EXTRAIT DU TEXTE
==================================================

Du faux sourire à la ménopause : les coûts cachés qui touchent les femmes au travail
Inspiré, passionné et enthousiasmé par l’avenir : voilà comment se sentait le public après avoir écouté l’une des plus grandes expertes au monde discuter des émotions en milieu de travail. J’ai eu le privilège d’assister à cette conférence stimulante de la professeure Alicia Grandey, qui a jeté un nouvel éclairage sur notre façon de voir le coût des faux sourires au travail, les obstacles uniques auxquels les dirigeantes sont confrontées tout au long de leur carrière et la gestion des effets de la ménopause dans la vie professionnelle.
Professeure éminente de psychologie du programme industriel-organisationnel de l’Université d’État de Pennsylvanie, Grandey est montée sur scène le 2 mai 2025 dans le cadre de la série annuelle de conférences sur la prospérité organisationnelle et sociale de l’École de gestion Telfer. Elle a fait part de ses expériences et de ses idées sur la façon de créer des milieux de travail inclusifs et résilients qui permettent aux membres du personnel comme aux entreprises de véritablement se développer. La professeure Grandey est une chercheuse hautement accomplie, avec plus de 65 articles scientifiques dans des revues de premier plan et compte plus de 30 000 citations, ce qui la place dans la tranche supérieure de 1 % des spécialistes des organisations les plus cités dans son domaine. Ses travaux de recherche portent sur le travail émotionnel, les mauvais traitements en milieu professionnel et, plus récemment, sur les liens qui existent entre la santé des femmes et le travail. Cet événement a été rendu possible grâce au généreux soutien et au parrainage d’Intact Corporation financière, qui s’est associée au Laboratoire Triple I de l’École de gestion Telfer dans le cadre de son engagement à promouvoir la recherche sur le bien-être en milieu de travail.

==================================================

CONSIGNES DE TRAVAIL
Dites si chacune des affirmations suivantes est conforme au texte sur la conférence de la professeure Grandey. Répondez par oui ou par non en citant mot pour mot le passage du texte qui tranche.
(a) La professeure Grandey a pris la parole le 2 mai 2025.
(b) La professeure Grandey a publié moins de 50 articles scientifiques.
(c) L'événement a été parrainé par Intact Corporation financière.
La liste qui suit n'a aucun lien avec le texte.

==================================================

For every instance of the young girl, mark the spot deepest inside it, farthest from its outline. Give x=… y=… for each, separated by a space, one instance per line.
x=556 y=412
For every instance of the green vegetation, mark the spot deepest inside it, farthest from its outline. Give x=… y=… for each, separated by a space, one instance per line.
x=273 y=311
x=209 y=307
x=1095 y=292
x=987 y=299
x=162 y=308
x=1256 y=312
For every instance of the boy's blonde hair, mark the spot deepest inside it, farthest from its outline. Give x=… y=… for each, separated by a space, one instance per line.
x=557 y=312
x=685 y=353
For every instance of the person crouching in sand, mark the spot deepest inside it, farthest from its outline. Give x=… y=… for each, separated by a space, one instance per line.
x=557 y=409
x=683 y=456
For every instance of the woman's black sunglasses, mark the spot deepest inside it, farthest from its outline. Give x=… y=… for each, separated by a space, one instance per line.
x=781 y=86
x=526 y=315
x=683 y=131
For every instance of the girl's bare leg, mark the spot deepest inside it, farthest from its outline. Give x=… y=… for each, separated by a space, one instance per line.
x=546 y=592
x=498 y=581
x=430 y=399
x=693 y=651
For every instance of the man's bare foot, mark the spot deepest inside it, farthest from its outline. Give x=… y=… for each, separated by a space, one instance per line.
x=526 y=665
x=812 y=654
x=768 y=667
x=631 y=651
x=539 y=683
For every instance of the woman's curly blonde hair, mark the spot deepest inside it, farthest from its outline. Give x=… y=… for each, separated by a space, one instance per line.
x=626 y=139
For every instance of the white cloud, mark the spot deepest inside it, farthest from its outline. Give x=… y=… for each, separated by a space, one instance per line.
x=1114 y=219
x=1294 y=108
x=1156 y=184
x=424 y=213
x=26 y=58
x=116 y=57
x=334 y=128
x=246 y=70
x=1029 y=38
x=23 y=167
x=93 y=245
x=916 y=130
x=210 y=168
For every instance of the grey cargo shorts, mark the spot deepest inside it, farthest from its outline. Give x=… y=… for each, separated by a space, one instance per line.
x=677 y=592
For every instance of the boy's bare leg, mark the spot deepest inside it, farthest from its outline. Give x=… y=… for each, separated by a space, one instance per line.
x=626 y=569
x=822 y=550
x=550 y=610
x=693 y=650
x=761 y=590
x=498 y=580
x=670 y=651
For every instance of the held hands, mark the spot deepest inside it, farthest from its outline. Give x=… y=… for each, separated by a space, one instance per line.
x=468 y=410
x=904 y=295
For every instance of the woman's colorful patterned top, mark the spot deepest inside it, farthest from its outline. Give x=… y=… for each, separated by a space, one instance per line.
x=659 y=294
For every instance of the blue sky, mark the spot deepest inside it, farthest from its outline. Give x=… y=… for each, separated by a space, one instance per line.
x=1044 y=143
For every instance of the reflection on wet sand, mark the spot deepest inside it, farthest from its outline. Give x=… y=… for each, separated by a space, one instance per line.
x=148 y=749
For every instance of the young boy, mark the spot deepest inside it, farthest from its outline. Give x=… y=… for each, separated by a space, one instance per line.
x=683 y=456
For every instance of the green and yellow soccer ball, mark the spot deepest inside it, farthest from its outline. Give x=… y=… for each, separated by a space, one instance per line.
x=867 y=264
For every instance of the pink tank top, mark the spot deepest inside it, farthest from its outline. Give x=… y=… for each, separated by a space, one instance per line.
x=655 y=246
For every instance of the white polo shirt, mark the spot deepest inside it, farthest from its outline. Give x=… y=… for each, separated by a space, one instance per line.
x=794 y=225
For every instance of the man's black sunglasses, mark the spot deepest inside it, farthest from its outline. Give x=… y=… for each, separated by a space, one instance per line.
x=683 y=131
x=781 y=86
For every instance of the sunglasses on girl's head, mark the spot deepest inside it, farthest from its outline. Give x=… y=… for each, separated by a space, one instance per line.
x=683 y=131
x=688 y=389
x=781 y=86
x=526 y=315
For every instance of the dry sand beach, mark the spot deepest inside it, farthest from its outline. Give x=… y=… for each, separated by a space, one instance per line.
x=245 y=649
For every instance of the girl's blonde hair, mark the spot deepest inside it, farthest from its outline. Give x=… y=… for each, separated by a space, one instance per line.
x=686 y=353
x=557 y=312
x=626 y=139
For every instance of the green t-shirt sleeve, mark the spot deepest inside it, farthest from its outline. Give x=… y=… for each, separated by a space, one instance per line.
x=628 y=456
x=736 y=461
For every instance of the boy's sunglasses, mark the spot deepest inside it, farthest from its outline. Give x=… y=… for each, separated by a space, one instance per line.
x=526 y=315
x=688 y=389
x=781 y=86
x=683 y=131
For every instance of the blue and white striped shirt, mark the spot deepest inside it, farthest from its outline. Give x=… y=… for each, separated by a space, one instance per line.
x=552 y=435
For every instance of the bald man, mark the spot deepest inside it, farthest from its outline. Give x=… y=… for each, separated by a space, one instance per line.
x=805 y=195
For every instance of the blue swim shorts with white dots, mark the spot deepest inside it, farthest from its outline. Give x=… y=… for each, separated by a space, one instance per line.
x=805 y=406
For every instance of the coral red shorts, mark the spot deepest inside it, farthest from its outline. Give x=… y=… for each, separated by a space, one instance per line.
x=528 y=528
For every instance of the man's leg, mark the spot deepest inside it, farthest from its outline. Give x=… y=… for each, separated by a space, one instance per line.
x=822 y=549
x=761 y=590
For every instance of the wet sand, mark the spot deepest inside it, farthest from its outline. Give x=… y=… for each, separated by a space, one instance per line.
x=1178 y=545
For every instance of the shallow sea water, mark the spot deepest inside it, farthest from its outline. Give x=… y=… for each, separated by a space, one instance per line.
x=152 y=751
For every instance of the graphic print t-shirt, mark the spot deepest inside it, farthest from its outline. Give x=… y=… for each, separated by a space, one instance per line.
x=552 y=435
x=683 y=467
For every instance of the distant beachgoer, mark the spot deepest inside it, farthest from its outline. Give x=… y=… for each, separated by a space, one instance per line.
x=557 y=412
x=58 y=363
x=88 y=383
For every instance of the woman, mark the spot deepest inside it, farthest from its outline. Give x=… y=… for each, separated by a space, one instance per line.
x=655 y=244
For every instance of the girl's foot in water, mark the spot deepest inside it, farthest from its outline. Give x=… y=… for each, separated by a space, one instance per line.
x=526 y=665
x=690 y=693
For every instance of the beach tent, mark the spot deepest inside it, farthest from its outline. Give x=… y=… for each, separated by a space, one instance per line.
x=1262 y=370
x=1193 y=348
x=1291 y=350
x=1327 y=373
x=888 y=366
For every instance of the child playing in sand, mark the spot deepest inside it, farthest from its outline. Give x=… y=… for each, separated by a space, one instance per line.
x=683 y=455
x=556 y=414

==================================================

CORRIGÉ CI-DESSOUS
(a) Oui : « Grandey est montée sur scène le 2 mai 2025 ».
(b) Non : « avec plus de 65 articles scientifiques ».
(c) Oui : « grâce au généreux soutien et au parrainage d’Intact Corporation financière ».